Exercise details
Copy every line of the material below, keeping each one unchanged.

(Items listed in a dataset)
=======

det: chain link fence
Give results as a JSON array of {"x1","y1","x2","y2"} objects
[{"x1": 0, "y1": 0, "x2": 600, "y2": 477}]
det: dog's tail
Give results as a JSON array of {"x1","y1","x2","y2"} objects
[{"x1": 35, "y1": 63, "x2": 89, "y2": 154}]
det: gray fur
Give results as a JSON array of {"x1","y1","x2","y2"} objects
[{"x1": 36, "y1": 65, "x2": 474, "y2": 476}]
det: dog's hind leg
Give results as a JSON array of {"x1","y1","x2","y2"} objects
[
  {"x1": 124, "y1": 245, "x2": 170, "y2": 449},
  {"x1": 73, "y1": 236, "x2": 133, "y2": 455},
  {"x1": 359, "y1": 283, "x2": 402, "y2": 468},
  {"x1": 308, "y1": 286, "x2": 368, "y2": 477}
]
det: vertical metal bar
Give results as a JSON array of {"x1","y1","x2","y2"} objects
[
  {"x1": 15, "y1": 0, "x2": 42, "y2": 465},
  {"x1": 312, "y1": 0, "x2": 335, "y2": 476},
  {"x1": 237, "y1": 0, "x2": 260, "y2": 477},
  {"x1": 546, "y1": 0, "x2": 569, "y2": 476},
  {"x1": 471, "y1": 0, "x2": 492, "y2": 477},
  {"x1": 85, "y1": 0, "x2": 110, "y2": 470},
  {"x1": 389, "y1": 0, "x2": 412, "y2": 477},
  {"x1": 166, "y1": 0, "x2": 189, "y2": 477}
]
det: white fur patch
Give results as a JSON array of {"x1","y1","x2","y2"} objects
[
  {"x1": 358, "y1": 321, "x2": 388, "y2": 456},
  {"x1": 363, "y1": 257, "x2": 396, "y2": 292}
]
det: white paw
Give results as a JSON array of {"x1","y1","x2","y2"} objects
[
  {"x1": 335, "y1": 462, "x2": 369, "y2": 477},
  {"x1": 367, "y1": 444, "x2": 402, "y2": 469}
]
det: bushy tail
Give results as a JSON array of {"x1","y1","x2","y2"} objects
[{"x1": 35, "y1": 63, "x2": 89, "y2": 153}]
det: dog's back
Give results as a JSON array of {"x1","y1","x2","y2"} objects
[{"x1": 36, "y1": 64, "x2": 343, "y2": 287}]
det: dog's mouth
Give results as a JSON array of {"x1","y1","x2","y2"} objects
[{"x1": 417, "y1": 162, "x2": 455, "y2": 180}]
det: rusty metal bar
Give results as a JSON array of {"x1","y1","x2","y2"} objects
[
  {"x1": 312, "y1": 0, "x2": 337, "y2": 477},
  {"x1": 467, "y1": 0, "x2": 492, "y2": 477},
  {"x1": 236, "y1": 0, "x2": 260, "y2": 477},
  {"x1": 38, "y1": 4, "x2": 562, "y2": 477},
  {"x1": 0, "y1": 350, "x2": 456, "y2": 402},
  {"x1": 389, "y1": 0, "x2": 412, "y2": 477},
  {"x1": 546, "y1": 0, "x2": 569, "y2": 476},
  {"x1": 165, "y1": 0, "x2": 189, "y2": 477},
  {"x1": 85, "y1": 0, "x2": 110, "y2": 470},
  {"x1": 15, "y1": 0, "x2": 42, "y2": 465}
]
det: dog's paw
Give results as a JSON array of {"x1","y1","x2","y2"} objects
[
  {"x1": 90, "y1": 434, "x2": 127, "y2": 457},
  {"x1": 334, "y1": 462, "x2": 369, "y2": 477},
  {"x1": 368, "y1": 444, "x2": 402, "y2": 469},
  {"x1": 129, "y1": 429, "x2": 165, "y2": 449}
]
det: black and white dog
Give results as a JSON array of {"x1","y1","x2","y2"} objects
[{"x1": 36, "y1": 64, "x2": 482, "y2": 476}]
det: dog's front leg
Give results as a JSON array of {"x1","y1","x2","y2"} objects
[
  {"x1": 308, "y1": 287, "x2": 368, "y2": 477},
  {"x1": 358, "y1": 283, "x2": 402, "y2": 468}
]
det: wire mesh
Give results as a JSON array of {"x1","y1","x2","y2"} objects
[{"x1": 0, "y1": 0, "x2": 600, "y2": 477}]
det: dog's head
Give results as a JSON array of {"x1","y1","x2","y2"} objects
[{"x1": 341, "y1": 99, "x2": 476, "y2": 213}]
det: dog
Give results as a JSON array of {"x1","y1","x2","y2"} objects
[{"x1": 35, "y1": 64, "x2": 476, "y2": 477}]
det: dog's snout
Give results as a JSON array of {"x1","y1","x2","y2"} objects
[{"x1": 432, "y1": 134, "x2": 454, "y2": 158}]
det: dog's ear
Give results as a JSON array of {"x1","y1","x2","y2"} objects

=======

Answer to the task
det: chain link fence
Give results as a JSON array of {"x1","y1","x2","y2"} objects
[{"x1": 0, "y1": 0, "x2": 600, "y2": 477}]
det: dog's tail
Give results as a JSON array of {"x1","y1","x2","y2"} objects
[{"x1": 35, "y1": 63, "x2": 89, "y2": 154}]
det: gray fur
Give results as a JSON array of {"x1","y1","x2","y2"} objects
[{"x1": 36, "y1": 65, "x2": 474, "y2": 476}]
det: dog's hind leg
Give results as a JSON array of {"x1","y1","x2","y2"} objects
[
  {"x1": 124, "y1": 245, "x2": 170, "y2": 449},
  {"x1": 73, "y1": 236, "x2": 133, "y2": 455},
  {"x1": 359, "y1": 283, "x2": 402, "y2": 468},
  {"x1": 308, "y1": 286, "x2": 368, "y2": 477}
]
det: vertical metal bar
Give results as a JSON array of {"x1","y1","x2","y2"} objects
[
  {"x1": 15, "y1": 0, "x2": 42, "y2": 465},
  {"x1": 312, "y1": 0, "x2": 335, "y2": 476},
  {"x1": 237, "y1": 0, "x2": 260, "y2": 477},
  {"x1": 546, "y1": 0, "x2": 569, "y2": 476},
  {"x1": 471, "y1": 0, "x2": 492, "y2": 477},
  {"x1": 85, "y1": 0, "x2": 110, "y2": 470},
  {"x1": 389, "y1": 0, "x2": 412, "y2": 477},
  {"x1": 166, "y1": 0, "x2": 189, "y2": 477}
]
det: white fur patch
Give results as a JSON array of {"x1","y1","x2","y2"} objects
[
  {"x1": 358, "y1": 321, "x2": 388, "y2": 456},
  {"x1": 363, "y1": 257, "x2": 396, "y2": 292}
]
det: white paw
Give results as a JSON array of {"x1","y1","x2","y2"} objects
[
  {"x1": 335, "y1": 462, "x2": 369, "y2": 477},
  {"x1": 367, "y1": 444, "x2": 402, "y2": 469}
]
det: bushy tail
Give results as a JSON array of {"x1","y1","x2","y2"} objects
[{"x1": 35, "y1": 63, "x2": 89, "y2": 153}]
det: dog's back
Give results as a JSON array of {"x1","y1","x2","y2"} objects
[{"x1": 36, "y1": 64, "x2": 343, "y2": 287}]
det: dog's mouth
Give results as a JSON array of {"x1","y1","x2","y2"} objects
[{"x1": 417, "y1": 162, "x2": 455, "y2": 180}]
det: rusty metal bar
Give results as a JSON array of {"x1","y1","x2","y2"} objects
[
  {"x1": 312, "y1": 0, "x2": 337, "y2": 477},
  {"x1": 467, "y1": 0, "x2": 492, "y2": 477},
  {"x1": 236, "y1": 0, "x2": 260, "y2": 477},
  {"x1": 38, "y1": 4, "x2": 562, "y2": 477},
  {"x1": 0, "y1": 350, "x2": 456, "y2": 402},
  {"x1": 389, "y1": 0, "x2": 412, "y2": 477},
  {"x1": 546, "y1": 0, "x2": 569, "y2": 476},
  {"x1": 165, "y1": 0, "x2": 189, "y2": 477},
  {"x1": 85, "y1": 0, "x2": 110, "y2": 470},
  {"x1": 15, "y1": 0, "x2": 42, "y2": 465}
]
det: dog's paw
Give results as a JSON array of {"x1","y1","x2","y2"} objects
[
  {"x1": 90, "y1": 434, "x2": 127, "y2": 457},
  {"x1": 334, "y1": 462, "x2": 369, "y2": 477},
  {"x1": 368, "y1": 444, "x2": 402, "y2": 469},
  {"x1": 129, "y1": 429, "x2": 165, "y2": 449}
]
det: black and white dog
Give results as a JSON array of {"x1","y1","x2","y2"} objects
[{"x1": 36, "y1": 64, "x2": 482, "y2": 476}]
det: dog's front leg
Give results as a JSON array of {"x1","y1","x2","y2"} objects
[
  {"x1": 308, "y1": 287, "x2": 368, "y2": 477},
  {"x1": 358, "y1": 283, "x2": 402, "y2": 468}
]
det: wire mesh
Give results as a JSON array of {"x1","y1","x2","y2"} objects
[{"x1": 0, "y1": 0, "x2": 600, "y2": 477}]
det: dog's head
Give results as a JSON array of {"x1","y1","x2","y2"} objects
[{"x1": 341, "y1": 99, "x2": 476, "y2": 213}]
det: dog
Give results as a JSON array of {"x1","y1","x2","y2"} objects
[{"x1": 35, "y1": 64, "x2": 476, "y2": 477}]
det: dog's snout
Give results as a JSON array of {"x1","y1","x2","y2"} objects
[{"x1": 432, "y1": 134, "x2": 454, "y2": 158}]
det: dog's ear
Give results as a JSON array of {"x1","y1","x2","y2"} objects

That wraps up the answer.